*** Excerpted passage ***

The VEP1 gene (At4g24220) encodes a short-chain dehydrogenase/reductase with 3-oxo-Δ4,5-steroid 5β-reductase activity in Arabidopsis thaliana L.

The Arabidopsis thaliana VEP1 gene product shows about 70% sequence identity to Digitalis lanata progesterone 5β-reductase, an enzyme considered to catalyze a key step in the biosynthesis of cardiac glycosides. A. thaliana does not accumulate cardenolides but protein extracts prepared from its leaves were capable of reducing progesterone to 5β-pregnane-3,20-dione. A full-length cDNA clone encoding a Δ4,5-steroid 5β-reductase (At5β-StR, EC 1.1.1.145/1.3.1.23), a member of the short-chain dehydrogenase/reductase (SDR) family, was isolated from A. thaliana leaves. A SphI/SalI At5β-StR gene fragment was cloned into the pQE vector system and transformed into Escherichia coli. The gene was functionally expressed and the recombinant His-tagged fusion protein was characterized. Km values and specific activities for putative 3-oxo-Δ4,5-steroid substrates such as progesterone, cortisol, cortexone and 4-androstene-3,17-dione, and for the co-substrate NADPH were determined. Progesterone was stereo-specifically reduced to 5β-pregnane-3,20-dione and none of the 3-oxo-Δ5,6-steroids tested were accepted as a substrate. The gene encoding At5β-StR was strongly transcribed in stems and leaves. A three-dimensional model of At5β-StR highlights a close structural similarity to the related, previously described D. lanata progesterone 5β-reductase. This homology extends to the active site where single amino acid substitutions might be responsible for the increased catalytic efficiency of At5β-StR when compared to the activity of the recombinant form of the D. lanata enzyme.

*** End of Excerpted passage ***
*** Material shown ***

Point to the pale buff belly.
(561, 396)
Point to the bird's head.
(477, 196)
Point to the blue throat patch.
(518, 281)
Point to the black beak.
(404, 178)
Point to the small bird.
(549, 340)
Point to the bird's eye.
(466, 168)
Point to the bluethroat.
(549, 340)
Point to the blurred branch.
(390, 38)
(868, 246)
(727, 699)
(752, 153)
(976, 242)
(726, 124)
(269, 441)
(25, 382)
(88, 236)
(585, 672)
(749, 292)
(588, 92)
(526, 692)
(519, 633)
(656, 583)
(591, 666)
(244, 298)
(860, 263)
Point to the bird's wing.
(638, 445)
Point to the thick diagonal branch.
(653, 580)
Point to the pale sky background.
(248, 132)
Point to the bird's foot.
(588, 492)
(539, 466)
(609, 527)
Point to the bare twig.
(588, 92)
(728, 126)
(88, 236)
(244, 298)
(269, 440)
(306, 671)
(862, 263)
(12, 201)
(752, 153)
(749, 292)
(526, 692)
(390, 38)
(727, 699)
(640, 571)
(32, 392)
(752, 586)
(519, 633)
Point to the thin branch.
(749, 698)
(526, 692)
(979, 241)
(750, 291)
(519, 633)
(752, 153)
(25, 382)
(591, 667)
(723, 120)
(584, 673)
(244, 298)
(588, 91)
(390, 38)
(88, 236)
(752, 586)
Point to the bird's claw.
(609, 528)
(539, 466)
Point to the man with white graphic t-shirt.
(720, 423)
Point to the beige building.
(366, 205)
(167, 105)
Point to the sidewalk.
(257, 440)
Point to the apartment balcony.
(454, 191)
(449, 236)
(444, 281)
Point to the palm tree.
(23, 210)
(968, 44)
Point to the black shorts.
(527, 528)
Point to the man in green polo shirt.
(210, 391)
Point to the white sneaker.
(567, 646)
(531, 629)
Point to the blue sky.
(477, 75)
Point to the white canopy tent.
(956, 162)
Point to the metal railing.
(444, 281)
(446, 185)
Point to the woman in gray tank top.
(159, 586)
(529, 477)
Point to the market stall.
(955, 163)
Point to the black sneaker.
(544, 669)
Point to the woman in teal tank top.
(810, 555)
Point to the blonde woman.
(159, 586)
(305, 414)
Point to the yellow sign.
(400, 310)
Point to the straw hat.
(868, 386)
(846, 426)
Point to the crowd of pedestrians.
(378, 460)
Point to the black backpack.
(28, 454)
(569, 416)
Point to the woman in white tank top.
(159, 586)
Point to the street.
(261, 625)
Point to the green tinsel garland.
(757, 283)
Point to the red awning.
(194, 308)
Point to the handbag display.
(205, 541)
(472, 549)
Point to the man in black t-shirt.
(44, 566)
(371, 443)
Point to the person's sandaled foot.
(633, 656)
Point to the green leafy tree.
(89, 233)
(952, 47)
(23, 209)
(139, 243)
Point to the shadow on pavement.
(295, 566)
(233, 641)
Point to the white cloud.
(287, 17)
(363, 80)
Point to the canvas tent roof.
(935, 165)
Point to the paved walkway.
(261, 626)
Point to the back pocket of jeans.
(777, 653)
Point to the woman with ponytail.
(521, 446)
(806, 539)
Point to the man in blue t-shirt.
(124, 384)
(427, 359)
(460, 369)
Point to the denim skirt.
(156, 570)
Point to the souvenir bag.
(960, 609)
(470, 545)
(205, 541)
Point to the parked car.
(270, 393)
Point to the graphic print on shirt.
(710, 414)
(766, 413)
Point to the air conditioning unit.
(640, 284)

*** End of Material shown ***

Please echo the VEP1 gene abstract in full, word for word. The listing was taken from a different source.

## Exercise output
The VEP1 gene (At4g24220) encodes a short-chain dehydrogenase/reductase with 3-oxo-Δ4,5-steroid 5β-reductase activity in Arabidopsis thaliana L.

The Arabidopsis thaliana VEP1 gene product shows about 70% sequence identity to Digitalis lanata progesterone 5β-reductase, an enzyme considered to catalyze a key step in the biosynthesis of cardiac glycosides. A. thaliana does not accumulate cardenolides but protein extracts prepared from its leaves were capable of reducing progesterone to 5β-pregnane-3,20-dione. A full-length cDNA clone encoding a Δ4,5-steroid 5β-reductase (At5β-StR, EC 1.1.1.145/1.3.1.23), a member of the short-chain dehydrogenase/reductase (SDR) family, was isolated from A. thaliana leaves. A SphI/SalI At5β-StR gene fragment was cloned into the pQE vector system and transformed into Escherichia coli. The gene was functionally expressed and the recombinant His-tagged fusion protein was characterized. Km values and specific activities for putative 3-oxo-Δ4,5-steroid substrates such as progesterone, cortisol, cortexone and 4-androstene-3,17-dione, and for the co-substrate NADPH were determined. Progesterone was stereo-specifically reduced to 5β-pregnane-3,20-dione and none of the 3-oxo-Δ5,6-steroids tested were accepted as a substrate. The gene encoding At5β-StR was strongly transcribed in stems and leaves. A three-dimensional model of At5β-StR highlights a close structural similarity to the related, previously described D. lanata progesterone 5β-reductase. This homology extends to the active site where single amino acid substitutions might be responsible for the increased catalytic efficiency of At5β-StR when compared to the activity of the recombinant form of the D. lanata enzyme.